** Start of Extract **
## Recursion by Pirolli (1991)

I heard Greg Wilson’s request for me to talk about the papers I’m reading (especially since I owe him a chapter which is a review of literature), so I thought I’d talk about one that Barb and I have been thinking a lot about lately: Effects of Examples and Their Explanations in a Lesson on Recursion: A Production System Analysis by Peter Pirolli (1991), in Cognition and Instruction, 8(3), 207-259.  In this paper, Pirolli describes two studies where he explores what kind of examples are useful in learning to write recursive functions, and how the characteristics of the example influences what errors students make when they write their own recursive functions.  It’s a dense paper, with some sophisticated quantitative analysis on error rates.

I was interested in this paper as one of the first in computer science to build upon Sweller’s worked examples research.  Pirolli was explicitly trying to understand the role of examples in problem-solving and about usefulness of different kinds of examples.  The first interesting tidbit that I got from this paper is how many examples Pirolli sees as necessary to learn the basics of the language.  He’s teaching students to write recursive functions with a version of Lisp (called “SIMPLE”) with only 7 primitives. Here’s an example SIMPLE program:

During the training phase, when he’s just bringing people up to speed on these primitives, he provides 8 examples for each of the 7 primitives.  56 individual examples (where he shows the primitive applied to a list, the student is asked to guess the result, and if fails, the system provides the result) is a lot of examples just to get students familiar with the language.  When you teach CS1, do you show 8 examples of for loops before students try to use them in an assignment?

The most interesting lesson I learned about recursive examples from this paper comes from the two conditions in his first experiment.  In one condition, the recursion examples that students work through are about how to write a recursive function (e.g., “here’s the base case” and “here’s how it recurses”).  In the other condition, the recursion examples are about the dynamics of how it works (e.g., “first there’s this call, then the same function is called but with this input, then the result is returned…”), like this:

Here’s the bottomline of what he finds: Getting students through the “how to write” examples took on average 57 minutes, while the “how it works” examples took an average of 85 minutes.  There was no statistical difference in performance on a post-test on writing recursive functions, though the “how to write” group had slightly fewer errors.
** End of Extract **
** Start of Recorded data **
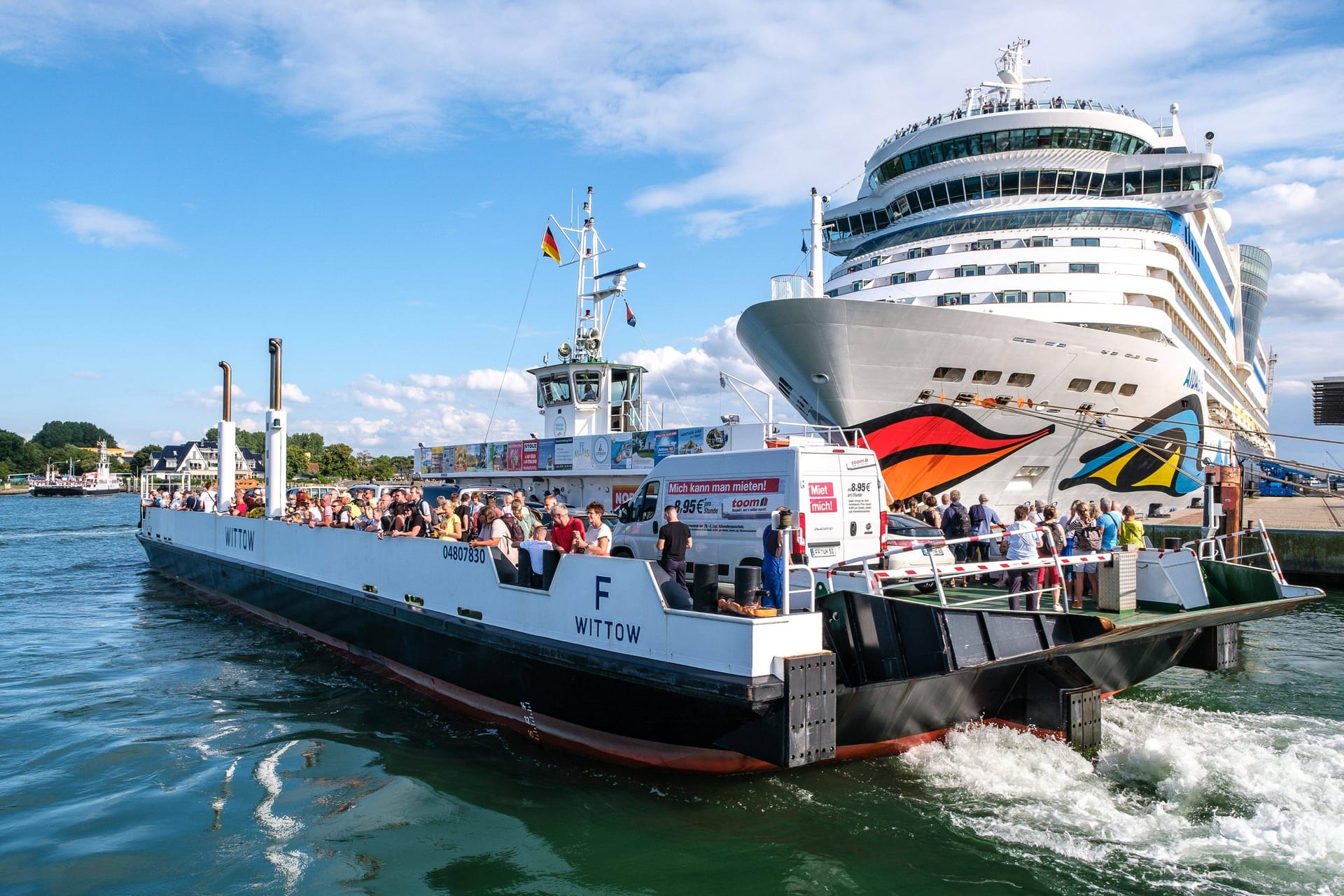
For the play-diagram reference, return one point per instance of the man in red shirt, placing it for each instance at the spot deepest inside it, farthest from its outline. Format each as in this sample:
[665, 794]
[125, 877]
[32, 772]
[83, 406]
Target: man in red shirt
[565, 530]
** End of Recorded data **
** Start of Recorded data **
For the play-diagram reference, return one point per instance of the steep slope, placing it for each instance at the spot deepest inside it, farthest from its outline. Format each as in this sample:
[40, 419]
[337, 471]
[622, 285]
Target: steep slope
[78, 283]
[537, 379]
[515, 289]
** End of Recorded data **
▶ Objective:
Please return the stretch of the post on Pirolli's recursion paper from "During the training" through "in an assignment?", copied word for word.

▶ Complete response:
During the training phase, when he’s just bringing people up to speed on these primitives, he provides 8 examples for each of the 7 primitives.  56 individual examples (where he shows the primitive applied to a list, the student is asked to guess the result, and if fails, the system provides the result) is a lot of examples just to get students familiar with the language.  When you teach CS1, do you show 8 examples of for loops before students try to use them in an assignment?